**Objective a**. Echo back, word for word, the records starting with the line that contains "Practice step: put one dot on the red" and going on through the line that contains "Practice step: put one dot on the pale".

**Excerpted passage**.
-- Start --

= 2022 FIM Endurance World Championship =

43rd season of the FIM Endurance World Championship (EWC)

The 2022 FIM Endurance World Championship (FIM EWC) marked the 43rd season of the motorcycle racing series, organised jointly by the Fédération Internationale de Motocyclisme (FIM) and Discovery Sports Events, a division of Warner Bros. Discovery.

The 2022 season featured four rounds, starting with the 45th 24 Heures Motos at Le Mans, followed by the return of Circuit de Spa-Francorchamps for the 24H SPA EWC Motos, the Suzuka 8 Hours in Japan and the 100th anniversary Bol d'Or at Circuit Paul Ricard in France.

-- End --

**Data records**.
-- Start --

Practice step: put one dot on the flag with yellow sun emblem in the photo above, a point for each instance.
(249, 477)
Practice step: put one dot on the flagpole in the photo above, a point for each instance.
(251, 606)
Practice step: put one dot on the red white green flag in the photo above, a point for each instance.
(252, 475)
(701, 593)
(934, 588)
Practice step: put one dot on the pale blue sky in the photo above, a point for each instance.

-- End --
-- Start --

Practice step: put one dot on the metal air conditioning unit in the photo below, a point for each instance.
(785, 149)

-- End --

**Objective b**.
Answer these questions about the 2022 FIM Endurance World Championship text:
(i) Which season of the series was the 2022 championship?
(ii) How many rounds did the 2022 season feature?
(iii) At which circuit was the 100th anniversary Bol d'Or held?

**Final result a**.
Practice step: put one dot on the red white green flag in the photo above, a point for each instance.
(252, 475)
(701, 593)
(934, 588)
Practice step: put one dot on the pale blue sky in the photo above, a point for each instance.

**Final result b**.
(i) The 43rd season
(ii) Four rounds
(iii) Circuit Paul Ricard in France